--- START OF The input ---

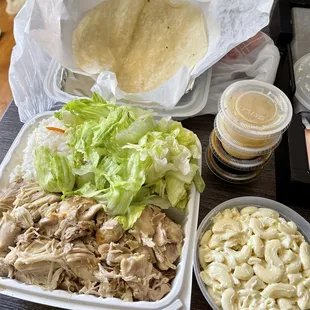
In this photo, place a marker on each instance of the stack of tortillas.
(145, 42)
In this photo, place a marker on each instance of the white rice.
(55, 141)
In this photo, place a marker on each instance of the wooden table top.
(215, 193)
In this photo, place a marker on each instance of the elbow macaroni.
(254, 259)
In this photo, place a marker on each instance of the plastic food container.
(284, 211)
(302, 80)
(256, 109)
(228, 174)
(232, 162)
(238, 149)
(62, 85)
(178, 298)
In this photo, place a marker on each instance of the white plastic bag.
(29, 64)
(257, 58)
(45, 25)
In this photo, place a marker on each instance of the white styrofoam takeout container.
(178, 298)
(189, 105)
(239, 203)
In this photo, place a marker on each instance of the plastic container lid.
(256, 109)
(238, 164)
(302, 80)
(237, 149)
(228, 174)
(284, 211)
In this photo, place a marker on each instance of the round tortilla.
(145, 42)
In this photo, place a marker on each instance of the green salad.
(123, 157)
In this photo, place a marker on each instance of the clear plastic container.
(238, 164)
(238, 149)
(256, 109)
(284, 211)
(62, 85)
(228, 174)
(302, 79)
(178, 298)
(251, 142)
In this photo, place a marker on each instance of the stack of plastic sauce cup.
(252, 118)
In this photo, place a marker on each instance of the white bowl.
(239, 203)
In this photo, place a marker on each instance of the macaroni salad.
(254, 259)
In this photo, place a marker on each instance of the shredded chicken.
(75, 246)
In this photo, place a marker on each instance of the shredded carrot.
(55, 129)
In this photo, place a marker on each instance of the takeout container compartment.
(302, 80)
(228, 174)
(238, 149)
(63, 85)
(178, 297)
(235, 163)
(256, 109)
(284, 211)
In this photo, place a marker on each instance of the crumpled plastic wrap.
(44, 29)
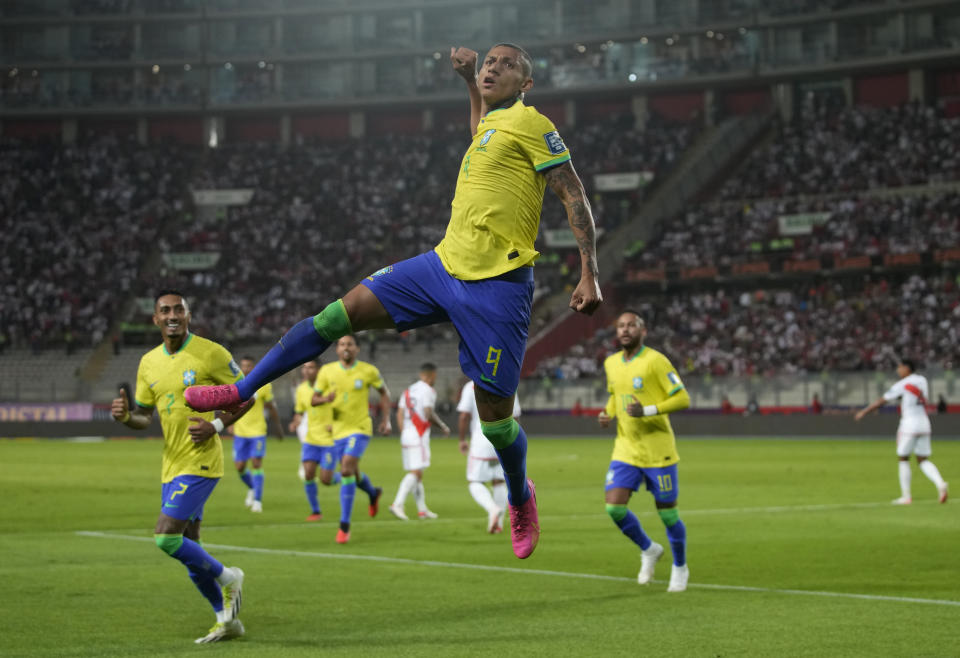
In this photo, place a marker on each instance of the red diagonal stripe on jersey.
(419, 423)
(911, 388)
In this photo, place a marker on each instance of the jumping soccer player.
(480, 276)
(192, 453)
(350, 381)
(913, 433)
(250, 439)
(482, 465)
(415, 415)
(644, 388)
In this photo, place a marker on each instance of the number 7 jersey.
(646, 442)
(161, 380)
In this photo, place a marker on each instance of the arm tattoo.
(565, 183)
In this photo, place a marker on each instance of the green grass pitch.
(794, 550)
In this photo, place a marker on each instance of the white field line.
(480, 519)
(528, 572)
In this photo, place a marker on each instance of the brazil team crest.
(381, 272)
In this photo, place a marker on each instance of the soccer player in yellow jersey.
(192, 454)
(480, 276)
(250, 439)
(644, 388)
(302, 397)
(351, 380)
(318, 448)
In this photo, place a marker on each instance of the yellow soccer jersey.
(254, 423)
(319, 420)
(496, 208)
(302, 397)
(351, 412)
(650, 378)
(161, 379)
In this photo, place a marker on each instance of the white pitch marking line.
(576, 517)
(529, 572)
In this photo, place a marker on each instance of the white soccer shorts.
(483, 470)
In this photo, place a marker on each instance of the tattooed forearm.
(563, 180)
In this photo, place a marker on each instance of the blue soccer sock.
(306, 340)
(364, 484)
(629, 525)
(190, 553)
(676, 533)
(510, 441)
(210, 589)
(258, 484)
(348, 489)
(310, 487)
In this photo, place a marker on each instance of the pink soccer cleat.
(525, 525)
(225, 397)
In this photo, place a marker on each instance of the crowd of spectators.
(723, 234)
(76, 222)
(853, 149)
(814, 327)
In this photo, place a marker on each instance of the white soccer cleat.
(493, 521)
(648, 562)
(232, 593)
(678, 578)
(222, 631)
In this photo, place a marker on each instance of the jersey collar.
(189, 338)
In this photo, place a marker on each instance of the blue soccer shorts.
(184, 496)
(661, 482)
(325, 456)
(354, 445)
(245, 448)
(492, 315)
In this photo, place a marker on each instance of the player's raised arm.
(565, 183)
(137, 418)
(464, 63)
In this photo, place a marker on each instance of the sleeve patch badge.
(554, 143)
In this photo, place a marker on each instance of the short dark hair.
(525, 60)
(632, 312)
(167, 291)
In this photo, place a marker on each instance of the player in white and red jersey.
(913, 434)
(415, 415)
(482, 464)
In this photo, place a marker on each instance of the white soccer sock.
(482, 495)
(407, 484)
(500, 498)
(904, 479)
(931, 471)
(419, 495)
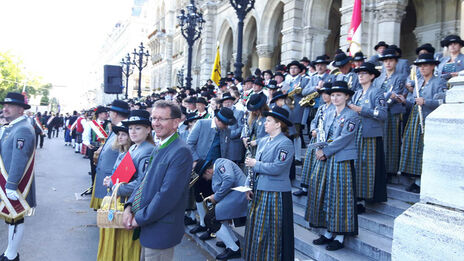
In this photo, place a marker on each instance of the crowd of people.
(224, 155)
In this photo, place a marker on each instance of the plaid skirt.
(412, 148)
(371, 178)
(316, 208)
(269, 227)
(341, 202)
(392, 142)
(308, 164)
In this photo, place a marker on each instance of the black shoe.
(197, 229)
(300, 193)
(189, 221)
(413, 188)
(206, 236)
(334, 245)
(322, 240)
(221, 244)
(229, 254)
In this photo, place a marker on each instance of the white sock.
(328, 235)
(231, 232)
(14, 239)
(297, 145)
(201, 213)
(224, 235)
(340, 238)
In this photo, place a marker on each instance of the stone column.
(208, 47)
(265, 56)
(315, 39)
(292, 38)
(433, 229)
(389, 18)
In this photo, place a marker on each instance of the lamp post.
(140, 63)
(190, 22)
(242, 7)
(127, 69)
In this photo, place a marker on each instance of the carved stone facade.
(279, 31)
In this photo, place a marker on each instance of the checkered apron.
(412, 148)
(392, 142)
(365, 165)
(341, 203)
(310, 158)
(316, 208)
(263, 231)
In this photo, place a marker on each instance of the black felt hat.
(120, 107)
(226, 96)
(368, 67)
(379, 44)
(341, 59)
(272, 85)
(16, 98)
(359, 57)
(141, 117)
(295, 63)
(451, 39)
(428, 47)
(426, 58)
(388, 53)
(256, 101)
(340, 86)
(226, 116)
(278, 95)
(201, 166)
(323, 59)
(279, 113)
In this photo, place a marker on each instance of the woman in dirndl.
(310, 157)
(340, 126)
(392, 83)
(369, 103)
(118, 244)
(431, 95)
(269, 227)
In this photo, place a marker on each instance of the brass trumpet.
(309, 100)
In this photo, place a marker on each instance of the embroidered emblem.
(382, 102)
(222, 169)
(283, 155)
(20, 144)
(351, 126)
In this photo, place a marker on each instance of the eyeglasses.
(160, 119)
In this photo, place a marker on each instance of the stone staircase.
(374, 241)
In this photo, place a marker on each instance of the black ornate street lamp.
(242, 7)
(127, 69)
(191, 24)
(140, 63)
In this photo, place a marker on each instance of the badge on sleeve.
(351, 126)
(283, 155)
(20, 144)
(222, 169)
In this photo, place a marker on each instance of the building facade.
(279, 31)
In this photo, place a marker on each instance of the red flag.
(125, 170)
(354, 34)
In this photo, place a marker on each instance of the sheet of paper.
(242, 189)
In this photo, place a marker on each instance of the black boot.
(229, 254)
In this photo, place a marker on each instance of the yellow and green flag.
(216, 73)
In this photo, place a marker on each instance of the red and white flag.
(354, 34)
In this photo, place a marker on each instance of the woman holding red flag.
(117, 244)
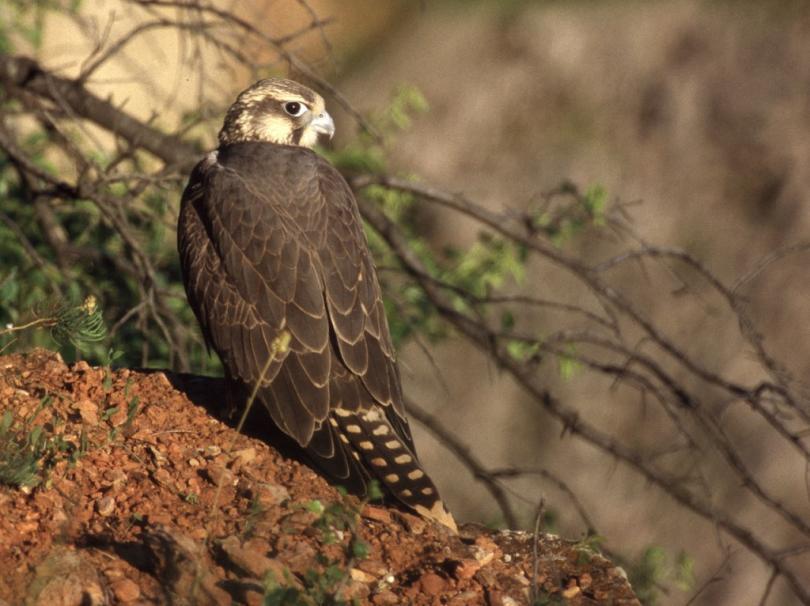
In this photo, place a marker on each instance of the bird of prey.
(271, 244)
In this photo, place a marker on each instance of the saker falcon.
(271, 243)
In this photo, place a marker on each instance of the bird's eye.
(294, 108)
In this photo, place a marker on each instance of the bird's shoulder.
(271, 161)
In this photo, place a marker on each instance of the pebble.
(126, 590)
(432, 584)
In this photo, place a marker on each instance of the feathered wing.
(270, 241)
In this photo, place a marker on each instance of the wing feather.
(271, 240)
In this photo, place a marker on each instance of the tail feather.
(390, 459)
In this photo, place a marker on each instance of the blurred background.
(689, 119)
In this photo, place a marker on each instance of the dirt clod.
(123, 517)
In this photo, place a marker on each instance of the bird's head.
(277, 111)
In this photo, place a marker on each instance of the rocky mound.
(119, 489)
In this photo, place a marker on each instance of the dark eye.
(294, 108)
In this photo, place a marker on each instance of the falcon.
(277, 269)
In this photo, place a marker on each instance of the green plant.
(336, 523)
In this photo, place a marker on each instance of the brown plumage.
(271, 243)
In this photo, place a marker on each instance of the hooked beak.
(323, 125)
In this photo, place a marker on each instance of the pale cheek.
(273, 130)
(309, 138)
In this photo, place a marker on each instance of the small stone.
(218, 475)
(269, 495)
(467, 598)
(483, 556)
(245, 455)
(212, 451)
(385, 598)
(414, 524)
(378, 514)
(432, 584)
(466, 569)
(88, 411)
(360, 576)
(352, 592)
(126, 590)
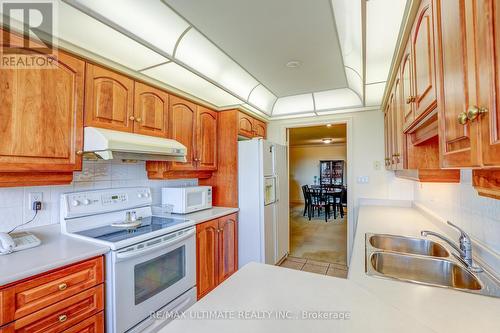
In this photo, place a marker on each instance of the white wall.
(304, 165)
(365, 146)
(460, 204)
(14, 202)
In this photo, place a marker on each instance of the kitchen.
(144, 164)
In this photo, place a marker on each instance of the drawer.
(64, 314)
(37, 293)
(94, 324)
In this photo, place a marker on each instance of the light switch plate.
(34, 196)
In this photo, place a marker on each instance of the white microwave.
(186, 200)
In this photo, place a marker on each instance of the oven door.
(149, 275)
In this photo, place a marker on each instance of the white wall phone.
(17, 241)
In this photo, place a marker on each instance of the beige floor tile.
(292, 264)
(296, 259)
(317, 263)
(314, 268)
(337, 273)
(315, 239)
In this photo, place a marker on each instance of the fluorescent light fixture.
(295, 116)
(262, 98)
(197, 52)
(254, 110)
(182, 79)
(81, 30)
(383, 22)
(374, 93)
(335, 99)
(150, 20)
(293, 104)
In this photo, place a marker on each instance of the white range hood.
(108, 144)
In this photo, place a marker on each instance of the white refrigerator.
(263, 229)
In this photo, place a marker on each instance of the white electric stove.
(152, 263)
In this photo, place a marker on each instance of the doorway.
(318, 196)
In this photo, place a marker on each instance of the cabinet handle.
(462, 118)
(473, 112)
(410, 99)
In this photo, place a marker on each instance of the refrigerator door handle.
(277, 188)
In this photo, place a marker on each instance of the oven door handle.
(182, 235)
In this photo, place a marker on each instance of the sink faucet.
(465, 245)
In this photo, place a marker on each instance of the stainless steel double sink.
(423, 261)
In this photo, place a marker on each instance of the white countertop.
(375, 304)
(207, 214)
(56, 250)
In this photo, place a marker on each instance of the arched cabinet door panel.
(150, 111)
(206, 139)
(182, 129)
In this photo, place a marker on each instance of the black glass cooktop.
(115, 234)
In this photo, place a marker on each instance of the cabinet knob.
(462, 118)
(473, 112)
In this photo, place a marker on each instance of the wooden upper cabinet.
(150, 110)
(260, 129)
(488, 52)
(455, 68)
(423, 60)
(41, 112)
(206, 147)
(207, 253)
(245, 125)
(407, 88)
(182, 128)
(228, 246)
(397, 125)
(109, 99)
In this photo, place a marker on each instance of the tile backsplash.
(14, 202)
(460, 204)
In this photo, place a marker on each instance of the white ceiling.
(233, 52)
(262, 36)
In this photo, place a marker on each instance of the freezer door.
(282, 205)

--- END OF The input ---

*What is being asked*:
Locate "refrigerator door handle." in the material, then quote the line that contains it and all lines after it through the final one.

*Correct response*:
In this photo, place a marker on each instance of the refrigerator door handle.
(277, 188)
In this photo, place a marker on each instance of the oven door handle.
(182, 235)
In this photo, place a marker on each instance of the sink faucet.
(465, 245)
In this photo, place a marker on each instance of the stainless steel double sink.
(423, 261)
In this photo, place a marker on each instance of the white countertop.
(375, 304)
(207, 214)
(56, 250)
In this photo, place a marker on each instance of the arched cabinet door panel.
(150, 111)
(206, 139)
(182, 129)
In this photo, place a marker on each instance of the black glass cooktop.
(115, 234)
In this photo, place a marker on each instance of the cabinet knob.
(462, 118)
(473, 112)
In this photo, place a marker on each instance of the wooden upper cabinet.
(150, 110)
(260, 129)
(488, 52)
(455, 68)
(423, 60)
(41, 112)
(206, 147)
(207, 253)
(245, 125)
(407, 88)
(182, 128)
(228, 246)
(397, 125)
(109, 99)
In this photo, place a marker on each instance of the tile backsplash.
(14, 202)
(460, 204)
In this photo, place a marker on each instance of the white ceiling.
(233, 52)
(262, 36)
In this photo, place a marker on each instance of the freezer door.
(282, 205)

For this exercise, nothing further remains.